Directions for this task — Read the lines below. Copy out any that hold the string "blue".

Data records —
● ● ●
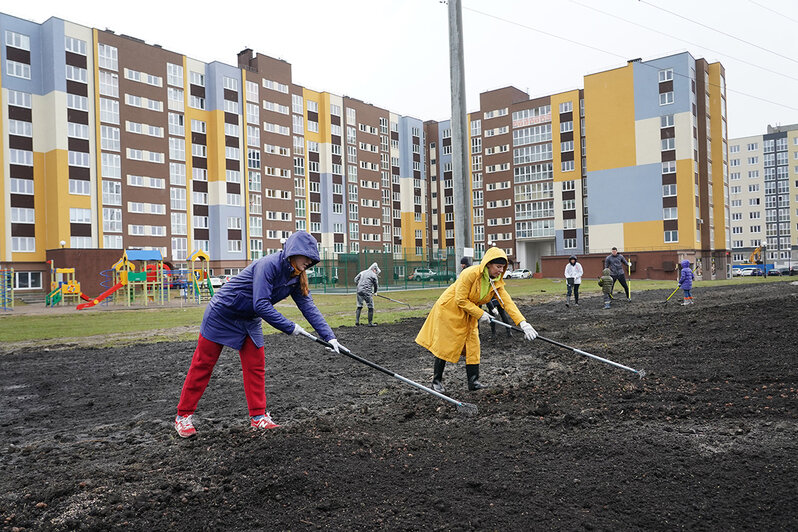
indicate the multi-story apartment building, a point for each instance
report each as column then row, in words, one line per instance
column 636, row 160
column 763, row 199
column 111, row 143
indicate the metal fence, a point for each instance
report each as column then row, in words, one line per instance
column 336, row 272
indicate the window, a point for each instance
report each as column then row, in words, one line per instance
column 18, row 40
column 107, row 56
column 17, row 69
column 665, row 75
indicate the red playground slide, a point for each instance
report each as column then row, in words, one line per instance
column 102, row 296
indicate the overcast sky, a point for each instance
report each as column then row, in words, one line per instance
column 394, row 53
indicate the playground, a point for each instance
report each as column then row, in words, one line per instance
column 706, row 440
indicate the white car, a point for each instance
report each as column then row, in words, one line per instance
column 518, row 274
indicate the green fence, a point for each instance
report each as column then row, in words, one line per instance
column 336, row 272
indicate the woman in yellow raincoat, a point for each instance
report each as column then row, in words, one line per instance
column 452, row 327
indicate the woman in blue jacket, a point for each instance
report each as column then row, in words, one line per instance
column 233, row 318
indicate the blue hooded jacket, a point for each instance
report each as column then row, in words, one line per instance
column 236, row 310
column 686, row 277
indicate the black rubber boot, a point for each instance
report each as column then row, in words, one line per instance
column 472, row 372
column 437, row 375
● ● ●
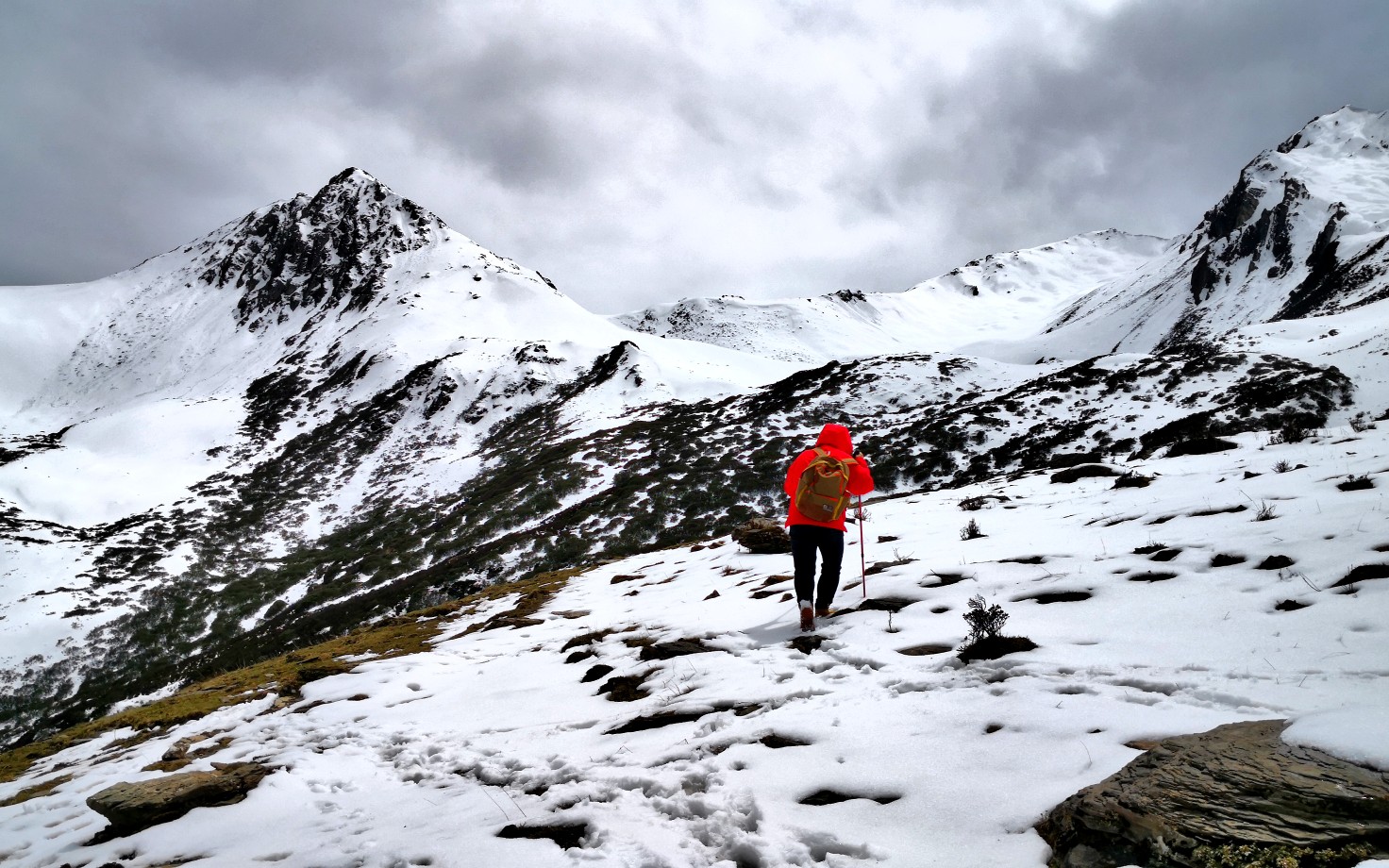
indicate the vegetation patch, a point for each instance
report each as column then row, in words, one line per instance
● ● ●
Response below —
indicate the woman in blue jacket, a point for each instance
indicate the blue hooded jacket, a point for each instance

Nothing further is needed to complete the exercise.